_EXERCISE_
Retype every line of the records below word for word, changing nothing.

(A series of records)
----------------------------------------
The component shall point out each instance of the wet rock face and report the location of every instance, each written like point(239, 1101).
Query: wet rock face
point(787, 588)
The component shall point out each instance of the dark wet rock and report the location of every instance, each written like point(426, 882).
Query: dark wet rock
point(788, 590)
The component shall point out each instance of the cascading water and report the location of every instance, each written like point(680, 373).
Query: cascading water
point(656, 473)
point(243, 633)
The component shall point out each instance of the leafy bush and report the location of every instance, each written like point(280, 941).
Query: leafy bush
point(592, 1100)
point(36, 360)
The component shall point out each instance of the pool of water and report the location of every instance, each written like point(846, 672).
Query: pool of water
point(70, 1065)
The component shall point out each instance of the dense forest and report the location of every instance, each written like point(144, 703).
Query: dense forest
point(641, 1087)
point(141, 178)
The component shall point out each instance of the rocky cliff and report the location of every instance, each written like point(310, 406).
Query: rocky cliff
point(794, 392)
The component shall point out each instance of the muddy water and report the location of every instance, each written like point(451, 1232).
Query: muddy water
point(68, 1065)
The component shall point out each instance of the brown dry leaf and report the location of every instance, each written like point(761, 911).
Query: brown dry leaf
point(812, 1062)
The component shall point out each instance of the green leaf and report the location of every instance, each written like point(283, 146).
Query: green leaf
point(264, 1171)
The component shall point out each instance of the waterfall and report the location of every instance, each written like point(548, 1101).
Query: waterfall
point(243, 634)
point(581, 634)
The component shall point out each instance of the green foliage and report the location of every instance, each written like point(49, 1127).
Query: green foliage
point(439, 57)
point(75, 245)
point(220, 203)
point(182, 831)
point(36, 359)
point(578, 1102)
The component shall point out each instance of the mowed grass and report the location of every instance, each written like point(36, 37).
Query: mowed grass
----------------------------------------
_OUTPUT BELOW_
The component shall point out each instance of the wet rock face and report the location of every instance, each written like point(239, 1101).
Query: wet rock face
point(787, 588)
The component shall point out each instance of the dark wet rock and report the location of every instance, each written like point(426, 882).
Query: dark wet rock
point(788, 590)
The component shall point out each instance of the cascading water and report the location of every instance, each written like point(680, 373).
Query: cascading water
point(656, 473)
point(243, 633)
The component shall point out each instance of the leafy bush and report the location of every instance, each written like point(280, 941).
Query: leafy bush
point(592, 1100)
point(36, 360)
The component shall point out each instance of the pool of water and report the location of every instance, each written like point(846, 672).
Query: pool of water
point(70, 1065)
The component shall point out each instance of the dense forest and report the location of every instance, each written like point(144, 703).
Query: dense forest
point(641, 1087)
point(141, 178)
The component shall point out each instance of the rocky cliff and report the location of every instance, each written like point(310, 406).
Query: rocky cliff
point(794, 392)
The component shall point out each instance of the muddy water and report the location of every instance, each written like point(451, 1232).
Query: muddy water
point(68, 1065)
The component shall point out each instance of the brown dry leaf and report the location of every instance, each written like point(761, 911).
Query: brown dry leaf
point(812, 1062)
The component shall point out each instance of the green leaf and report the location of every instance, each written like point(283, 146).
Query: green leaf
point(264, 1171)
The component shall point out each instance of the waterfall and report the location of every instance, each written like point(548, 1101).
Query: waterfall
point(243, 634)
point(581, 634)
The component shall point out each instance of the green foliage and report the location of every instance, each written like point(49, 1127).
Query: green foliage
point(439, 57)
point(75, 245)
point(220, 203)
point(182, 831)
point(36, 359)
point(578, 1102)
The component shall point out each instance of the mowed grass and report the location of every instance, each written like point(36, 37).
Query: mowed grass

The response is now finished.